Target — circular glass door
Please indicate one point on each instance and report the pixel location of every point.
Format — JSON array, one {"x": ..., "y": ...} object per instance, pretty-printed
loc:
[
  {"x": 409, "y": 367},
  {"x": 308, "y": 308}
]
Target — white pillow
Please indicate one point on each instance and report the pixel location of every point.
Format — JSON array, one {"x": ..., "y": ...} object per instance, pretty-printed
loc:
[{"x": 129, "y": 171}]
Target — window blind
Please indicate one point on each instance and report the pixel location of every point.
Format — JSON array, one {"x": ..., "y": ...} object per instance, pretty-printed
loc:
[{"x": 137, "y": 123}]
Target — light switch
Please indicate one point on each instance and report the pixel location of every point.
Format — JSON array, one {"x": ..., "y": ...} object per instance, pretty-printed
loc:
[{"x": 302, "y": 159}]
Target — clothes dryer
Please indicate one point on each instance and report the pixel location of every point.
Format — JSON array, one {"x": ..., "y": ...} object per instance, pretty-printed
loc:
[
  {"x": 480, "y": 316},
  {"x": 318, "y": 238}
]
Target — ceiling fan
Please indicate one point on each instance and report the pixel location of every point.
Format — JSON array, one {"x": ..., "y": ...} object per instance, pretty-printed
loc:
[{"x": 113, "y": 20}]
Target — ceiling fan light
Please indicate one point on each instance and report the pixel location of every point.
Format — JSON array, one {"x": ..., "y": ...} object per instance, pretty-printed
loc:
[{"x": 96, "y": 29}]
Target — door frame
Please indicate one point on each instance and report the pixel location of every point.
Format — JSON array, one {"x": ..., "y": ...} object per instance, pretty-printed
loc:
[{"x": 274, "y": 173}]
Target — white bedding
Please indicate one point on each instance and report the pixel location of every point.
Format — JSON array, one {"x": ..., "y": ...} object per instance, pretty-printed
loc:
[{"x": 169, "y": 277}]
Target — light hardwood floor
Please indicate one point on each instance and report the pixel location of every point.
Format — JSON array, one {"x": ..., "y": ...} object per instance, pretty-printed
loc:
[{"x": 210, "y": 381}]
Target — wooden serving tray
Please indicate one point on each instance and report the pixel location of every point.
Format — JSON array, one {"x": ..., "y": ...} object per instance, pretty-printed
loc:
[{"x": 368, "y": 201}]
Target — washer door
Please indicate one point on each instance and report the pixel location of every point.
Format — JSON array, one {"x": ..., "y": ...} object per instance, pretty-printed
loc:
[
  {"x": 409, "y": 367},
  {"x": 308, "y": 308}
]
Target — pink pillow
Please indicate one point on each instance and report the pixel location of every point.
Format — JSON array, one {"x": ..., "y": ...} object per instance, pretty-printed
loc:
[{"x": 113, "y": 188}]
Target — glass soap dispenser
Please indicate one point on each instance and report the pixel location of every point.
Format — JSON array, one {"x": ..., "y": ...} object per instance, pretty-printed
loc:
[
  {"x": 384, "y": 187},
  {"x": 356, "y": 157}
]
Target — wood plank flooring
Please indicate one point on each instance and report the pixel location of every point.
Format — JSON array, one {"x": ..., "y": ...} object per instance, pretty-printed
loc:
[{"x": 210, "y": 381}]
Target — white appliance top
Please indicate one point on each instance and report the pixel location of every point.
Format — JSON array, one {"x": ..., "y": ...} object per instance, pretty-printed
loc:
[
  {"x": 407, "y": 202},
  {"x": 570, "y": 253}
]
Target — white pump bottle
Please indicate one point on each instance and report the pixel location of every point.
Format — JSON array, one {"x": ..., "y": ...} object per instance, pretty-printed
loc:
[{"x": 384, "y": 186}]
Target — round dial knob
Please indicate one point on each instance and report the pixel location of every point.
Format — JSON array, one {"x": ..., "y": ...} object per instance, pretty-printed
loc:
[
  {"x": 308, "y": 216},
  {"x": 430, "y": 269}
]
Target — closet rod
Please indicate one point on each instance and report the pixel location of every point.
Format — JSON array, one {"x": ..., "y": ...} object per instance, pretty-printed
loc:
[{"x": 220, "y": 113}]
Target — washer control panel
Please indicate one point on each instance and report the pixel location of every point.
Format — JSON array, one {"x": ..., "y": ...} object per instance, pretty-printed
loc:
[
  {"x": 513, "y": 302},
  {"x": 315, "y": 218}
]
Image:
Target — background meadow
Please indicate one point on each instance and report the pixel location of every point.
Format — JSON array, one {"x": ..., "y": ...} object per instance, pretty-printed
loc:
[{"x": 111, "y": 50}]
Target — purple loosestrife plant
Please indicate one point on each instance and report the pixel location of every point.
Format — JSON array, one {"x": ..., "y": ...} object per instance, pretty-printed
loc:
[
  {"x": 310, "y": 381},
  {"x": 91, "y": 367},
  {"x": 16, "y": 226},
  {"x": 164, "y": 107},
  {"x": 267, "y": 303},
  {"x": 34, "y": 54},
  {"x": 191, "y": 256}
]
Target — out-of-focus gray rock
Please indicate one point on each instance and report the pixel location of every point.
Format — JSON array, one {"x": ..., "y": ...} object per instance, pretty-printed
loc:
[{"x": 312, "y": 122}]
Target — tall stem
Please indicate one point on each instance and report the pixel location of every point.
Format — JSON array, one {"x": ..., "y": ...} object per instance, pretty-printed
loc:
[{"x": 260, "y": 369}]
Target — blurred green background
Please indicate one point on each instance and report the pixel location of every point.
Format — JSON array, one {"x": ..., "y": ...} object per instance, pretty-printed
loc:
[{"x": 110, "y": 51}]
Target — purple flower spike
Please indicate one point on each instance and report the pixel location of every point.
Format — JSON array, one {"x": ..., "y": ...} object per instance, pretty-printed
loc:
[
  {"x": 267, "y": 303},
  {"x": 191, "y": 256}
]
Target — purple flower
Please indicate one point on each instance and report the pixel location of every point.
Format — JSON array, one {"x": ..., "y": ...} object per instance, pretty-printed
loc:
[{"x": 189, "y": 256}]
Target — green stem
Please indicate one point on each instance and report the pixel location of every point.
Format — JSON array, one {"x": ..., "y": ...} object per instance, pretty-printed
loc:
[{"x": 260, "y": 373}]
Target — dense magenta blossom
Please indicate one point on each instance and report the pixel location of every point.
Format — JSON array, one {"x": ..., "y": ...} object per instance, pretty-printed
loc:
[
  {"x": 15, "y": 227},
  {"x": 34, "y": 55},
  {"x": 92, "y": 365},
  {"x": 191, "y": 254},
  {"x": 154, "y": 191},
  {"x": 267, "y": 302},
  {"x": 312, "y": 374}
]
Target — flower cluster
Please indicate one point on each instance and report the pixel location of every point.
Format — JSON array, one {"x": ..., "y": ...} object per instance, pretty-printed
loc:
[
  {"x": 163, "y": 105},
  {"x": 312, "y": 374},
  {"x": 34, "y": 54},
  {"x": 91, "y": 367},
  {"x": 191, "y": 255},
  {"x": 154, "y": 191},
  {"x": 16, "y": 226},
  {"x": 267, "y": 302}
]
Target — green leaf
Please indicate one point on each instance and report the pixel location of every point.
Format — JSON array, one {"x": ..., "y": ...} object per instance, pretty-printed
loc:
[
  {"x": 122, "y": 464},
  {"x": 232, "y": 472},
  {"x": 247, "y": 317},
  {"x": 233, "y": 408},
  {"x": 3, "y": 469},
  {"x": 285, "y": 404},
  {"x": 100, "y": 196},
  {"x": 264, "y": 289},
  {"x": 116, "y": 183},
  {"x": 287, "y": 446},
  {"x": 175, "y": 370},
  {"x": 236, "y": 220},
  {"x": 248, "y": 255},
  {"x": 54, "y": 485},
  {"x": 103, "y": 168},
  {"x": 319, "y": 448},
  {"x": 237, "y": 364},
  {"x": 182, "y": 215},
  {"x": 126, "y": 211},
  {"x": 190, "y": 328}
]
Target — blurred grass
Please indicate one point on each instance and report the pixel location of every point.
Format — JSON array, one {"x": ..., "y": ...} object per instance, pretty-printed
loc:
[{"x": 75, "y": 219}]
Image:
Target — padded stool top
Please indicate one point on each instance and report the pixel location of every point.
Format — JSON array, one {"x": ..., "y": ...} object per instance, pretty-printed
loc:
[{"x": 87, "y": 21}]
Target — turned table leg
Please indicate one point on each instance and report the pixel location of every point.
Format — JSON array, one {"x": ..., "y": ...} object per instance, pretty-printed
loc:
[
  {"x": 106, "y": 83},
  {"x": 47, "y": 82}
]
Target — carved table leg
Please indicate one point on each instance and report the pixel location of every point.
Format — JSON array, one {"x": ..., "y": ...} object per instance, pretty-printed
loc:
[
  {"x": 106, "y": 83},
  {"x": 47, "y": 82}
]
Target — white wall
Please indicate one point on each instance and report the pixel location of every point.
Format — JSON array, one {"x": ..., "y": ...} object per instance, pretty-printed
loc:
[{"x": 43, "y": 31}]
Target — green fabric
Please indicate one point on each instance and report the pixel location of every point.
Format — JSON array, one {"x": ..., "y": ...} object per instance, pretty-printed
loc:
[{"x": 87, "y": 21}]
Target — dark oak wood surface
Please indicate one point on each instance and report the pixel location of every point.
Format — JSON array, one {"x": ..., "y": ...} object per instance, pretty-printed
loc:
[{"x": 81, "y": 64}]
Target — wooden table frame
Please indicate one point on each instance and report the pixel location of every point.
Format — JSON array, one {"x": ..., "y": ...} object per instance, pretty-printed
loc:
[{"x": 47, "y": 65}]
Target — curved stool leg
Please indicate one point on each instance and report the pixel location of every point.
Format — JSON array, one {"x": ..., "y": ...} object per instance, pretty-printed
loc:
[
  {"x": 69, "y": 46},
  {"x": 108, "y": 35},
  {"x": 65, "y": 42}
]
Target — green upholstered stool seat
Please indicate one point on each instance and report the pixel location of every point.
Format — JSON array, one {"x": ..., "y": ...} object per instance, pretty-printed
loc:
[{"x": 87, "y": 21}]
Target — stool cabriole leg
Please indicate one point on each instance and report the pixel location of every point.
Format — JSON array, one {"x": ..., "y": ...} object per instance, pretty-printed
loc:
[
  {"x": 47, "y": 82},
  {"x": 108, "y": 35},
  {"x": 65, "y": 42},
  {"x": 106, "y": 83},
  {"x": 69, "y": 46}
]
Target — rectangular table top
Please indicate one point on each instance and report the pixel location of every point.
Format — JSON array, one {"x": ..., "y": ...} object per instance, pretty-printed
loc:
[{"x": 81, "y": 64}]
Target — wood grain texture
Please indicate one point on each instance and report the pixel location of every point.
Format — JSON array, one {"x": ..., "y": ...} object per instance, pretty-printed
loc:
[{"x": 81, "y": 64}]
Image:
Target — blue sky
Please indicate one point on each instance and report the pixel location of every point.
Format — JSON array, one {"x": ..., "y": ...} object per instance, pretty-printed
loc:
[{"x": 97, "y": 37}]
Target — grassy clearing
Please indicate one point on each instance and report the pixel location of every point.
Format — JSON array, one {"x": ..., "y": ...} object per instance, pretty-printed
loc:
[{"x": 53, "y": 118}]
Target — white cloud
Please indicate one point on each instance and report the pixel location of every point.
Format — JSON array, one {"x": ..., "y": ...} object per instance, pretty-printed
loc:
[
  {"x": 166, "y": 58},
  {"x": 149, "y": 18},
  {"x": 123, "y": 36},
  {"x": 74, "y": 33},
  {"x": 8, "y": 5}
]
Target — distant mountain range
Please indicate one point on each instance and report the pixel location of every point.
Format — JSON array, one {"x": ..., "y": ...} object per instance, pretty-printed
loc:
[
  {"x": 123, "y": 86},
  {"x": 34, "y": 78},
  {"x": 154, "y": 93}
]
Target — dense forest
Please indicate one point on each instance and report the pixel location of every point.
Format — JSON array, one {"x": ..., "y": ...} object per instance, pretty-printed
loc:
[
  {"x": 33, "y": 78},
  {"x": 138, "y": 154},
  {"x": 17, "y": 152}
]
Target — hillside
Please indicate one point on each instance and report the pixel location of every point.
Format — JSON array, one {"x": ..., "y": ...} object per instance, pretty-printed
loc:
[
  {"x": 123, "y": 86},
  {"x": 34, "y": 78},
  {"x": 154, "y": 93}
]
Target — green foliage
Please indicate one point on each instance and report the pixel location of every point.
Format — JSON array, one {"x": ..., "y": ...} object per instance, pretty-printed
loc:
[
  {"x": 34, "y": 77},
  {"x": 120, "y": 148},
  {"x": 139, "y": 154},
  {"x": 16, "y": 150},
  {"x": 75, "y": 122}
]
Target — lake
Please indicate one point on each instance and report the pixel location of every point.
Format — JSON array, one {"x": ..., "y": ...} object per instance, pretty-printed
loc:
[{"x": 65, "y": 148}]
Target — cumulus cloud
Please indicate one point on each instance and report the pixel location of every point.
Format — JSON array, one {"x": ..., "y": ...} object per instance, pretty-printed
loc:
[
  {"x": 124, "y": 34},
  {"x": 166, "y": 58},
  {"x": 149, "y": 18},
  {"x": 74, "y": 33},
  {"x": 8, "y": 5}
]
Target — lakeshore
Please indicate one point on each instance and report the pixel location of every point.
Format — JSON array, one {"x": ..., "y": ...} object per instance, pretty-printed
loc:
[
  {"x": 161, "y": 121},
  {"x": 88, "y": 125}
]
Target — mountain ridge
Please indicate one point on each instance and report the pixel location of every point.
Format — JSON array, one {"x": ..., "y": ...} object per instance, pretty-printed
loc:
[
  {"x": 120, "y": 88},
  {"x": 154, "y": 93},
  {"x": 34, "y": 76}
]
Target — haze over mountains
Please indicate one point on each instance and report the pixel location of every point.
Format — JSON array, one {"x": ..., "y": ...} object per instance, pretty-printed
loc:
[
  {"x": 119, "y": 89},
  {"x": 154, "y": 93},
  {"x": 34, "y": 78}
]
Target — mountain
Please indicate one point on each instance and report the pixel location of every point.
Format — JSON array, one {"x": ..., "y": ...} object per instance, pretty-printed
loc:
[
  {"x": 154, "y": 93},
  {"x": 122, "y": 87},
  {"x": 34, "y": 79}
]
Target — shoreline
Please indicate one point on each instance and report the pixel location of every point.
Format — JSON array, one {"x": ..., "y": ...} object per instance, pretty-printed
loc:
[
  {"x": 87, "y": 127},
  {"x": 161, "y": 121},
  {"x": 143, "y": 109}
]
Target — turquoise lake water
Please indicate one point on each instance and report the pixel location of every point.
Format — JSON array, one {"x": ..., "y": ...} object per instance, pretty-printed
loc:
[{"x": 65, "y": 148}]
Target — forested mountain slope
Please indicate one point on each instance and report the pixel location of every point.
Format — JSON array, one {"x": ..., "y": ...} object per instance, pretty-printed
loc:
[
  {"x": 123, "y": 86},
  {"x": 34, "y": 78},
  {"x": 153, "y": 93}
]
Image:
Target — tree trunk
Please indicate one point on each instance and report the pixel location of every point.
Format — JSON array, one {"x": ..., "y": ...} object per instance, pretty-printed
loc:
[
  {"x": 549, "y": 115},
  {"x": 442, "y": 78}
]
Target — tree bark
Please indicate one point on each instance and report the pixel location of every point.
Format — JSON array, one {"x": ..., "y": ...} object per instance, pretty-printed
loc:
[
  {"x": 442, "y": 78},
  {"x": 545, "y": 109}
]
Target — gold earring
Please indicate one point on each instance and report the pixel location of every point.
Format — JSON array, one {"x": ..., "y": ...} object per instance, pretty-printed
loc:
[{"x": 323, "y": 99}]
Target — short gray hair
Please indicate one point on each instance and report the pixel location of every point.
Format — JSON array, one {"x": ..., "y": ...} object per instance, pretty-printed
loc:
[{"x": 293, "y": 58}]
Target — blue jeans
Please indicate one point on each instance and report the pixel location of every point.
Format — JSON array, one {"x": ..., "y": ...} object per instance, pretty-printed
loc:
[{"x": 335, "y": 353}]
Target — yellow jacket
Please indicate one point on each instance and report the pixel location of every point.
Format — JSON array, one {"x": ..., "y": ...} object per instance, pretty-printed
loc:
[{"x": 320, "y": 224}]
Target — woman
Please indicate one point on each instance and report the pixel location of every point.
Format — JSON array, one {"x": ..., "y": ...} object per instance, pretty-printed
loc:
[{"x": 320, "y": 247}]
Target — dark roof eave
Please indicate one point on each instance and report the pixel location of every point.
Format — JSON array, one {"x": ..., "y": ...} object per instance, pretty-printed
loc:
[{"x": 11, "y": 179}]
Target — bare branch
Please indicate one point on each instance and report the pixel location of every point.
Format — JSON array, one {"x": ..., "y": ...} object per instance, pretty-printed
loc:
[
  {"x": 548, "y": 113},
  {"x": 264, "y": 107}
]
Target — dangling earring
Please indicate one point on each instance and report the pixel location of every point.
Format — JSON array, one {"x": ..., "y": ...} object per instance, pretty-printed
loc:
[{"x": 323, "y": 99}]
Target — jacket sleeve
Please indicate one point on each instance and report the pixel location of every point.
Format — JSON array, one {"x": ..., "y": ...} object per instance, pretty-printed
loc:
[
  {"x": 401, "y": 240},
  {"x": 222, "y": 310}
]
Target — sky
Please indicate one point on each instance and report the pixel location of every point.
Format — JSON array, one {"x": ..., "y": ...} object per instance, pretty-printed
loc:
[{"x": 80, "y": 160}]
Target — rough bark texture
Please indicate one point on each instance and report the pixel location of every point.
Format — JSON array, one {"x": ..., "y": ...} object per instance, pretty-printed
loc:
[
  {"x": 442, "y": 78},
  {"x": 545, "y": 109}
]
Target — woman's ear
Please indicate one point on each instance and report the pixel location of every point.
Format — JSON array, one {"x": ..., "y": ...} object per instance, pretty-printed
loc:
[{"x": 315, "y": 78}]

Aim of the task ▸ Update the stretch from the line containing "Target — sky" through the end of the entries by swapping "indicate" for "mark" everywhere it occurs, leaving all else unchanged. Return only those lines.

Solution to the exercise ▸
Target — sky
Please mark one point on each instance and report the pixel location of every point.
Format — JSON array, one {"x": ..., "y": ...} object per instance, pretty-printed
loc:
[{"x": 80, "y": 160}]
Target — rough bark texture
Please mark one point on each instance and report the pixel location of every point.
Format — JSON array, one {"x": ..., "y": ...} object per instance, pretty-printed
loc:
[
  {"x": 442, "y": 78},
  {"x": 545, "y": 109}
]
Target — woman's ear
Please mark one point on each instance and report the pixel location of every point.
Format — JSON array, one {"x": ..., "y": ...} object per instance, pretty-printed
loc:
[{"x": 315, "y": 78}]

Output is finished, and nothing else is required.